Find every line in the entries below that contains the word "coordinates", and copy each of those lines. Case counts.

— Begin Records for this exercise —

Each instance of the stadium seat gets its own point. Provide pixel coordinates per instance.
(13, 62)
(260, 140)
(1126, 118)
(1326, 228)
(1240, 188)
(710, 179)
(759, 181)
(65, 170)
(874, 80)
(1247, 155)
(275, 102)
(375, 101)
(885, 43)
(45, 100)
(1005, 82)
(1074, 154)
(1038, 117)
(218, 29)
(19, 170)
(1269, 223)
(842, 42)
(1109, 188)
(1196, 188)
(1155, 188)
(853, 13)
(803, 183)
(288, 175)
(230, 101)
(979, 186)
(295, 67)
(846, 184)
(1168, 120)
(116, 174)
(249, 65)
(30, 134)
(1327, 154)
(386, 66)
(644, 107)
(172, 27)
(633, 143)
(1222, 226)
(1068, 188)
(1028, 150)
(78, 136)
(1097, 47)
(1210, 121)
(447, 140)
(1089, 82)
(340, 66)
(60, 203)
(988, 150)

— End Records for this exercise —
— Begin Records for this exercise —

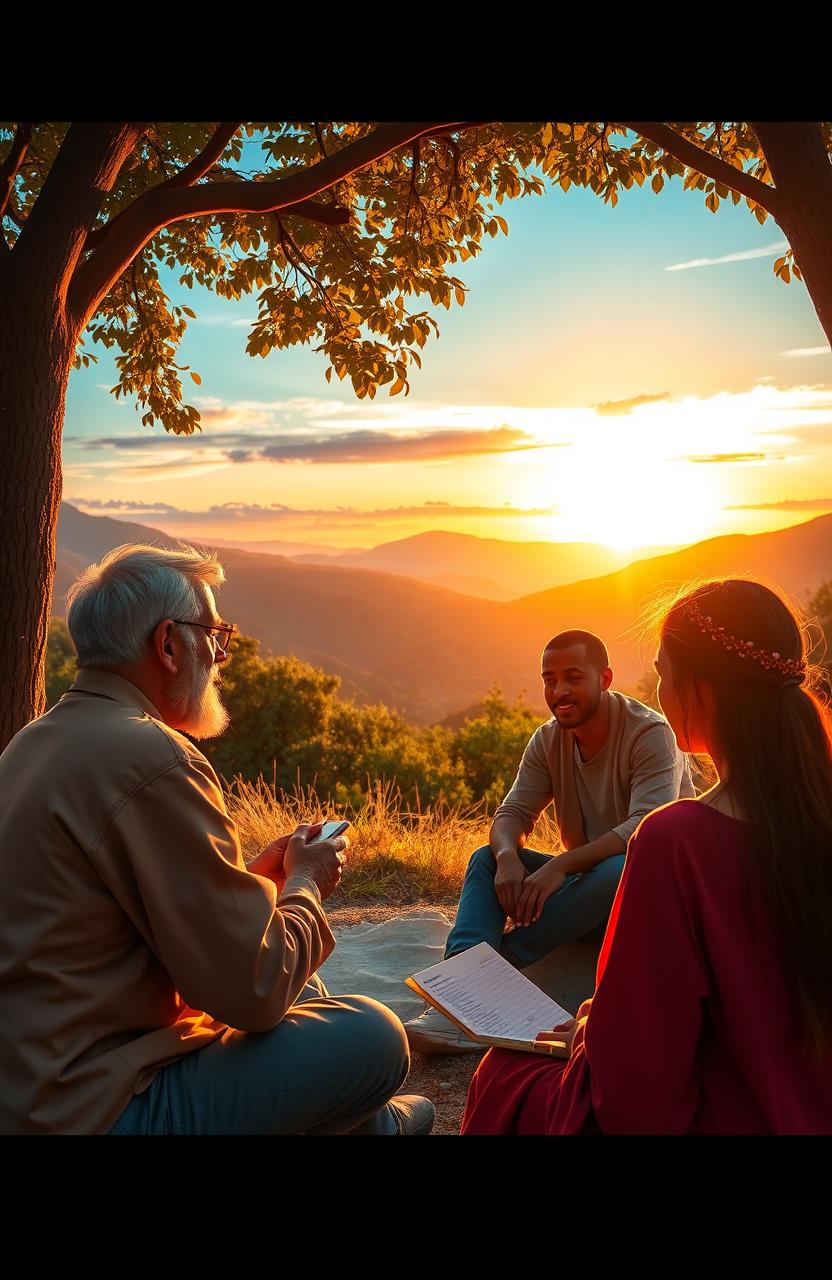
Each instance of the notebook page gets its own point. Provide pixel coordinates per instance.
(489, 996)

— End Records for this exercise —

> Response
Each instance of the stadium seat gets its own point. Provide pixel coordinates per instance.
Each instance of the notebook page gets its own point. Provide pixel coordinates per instance.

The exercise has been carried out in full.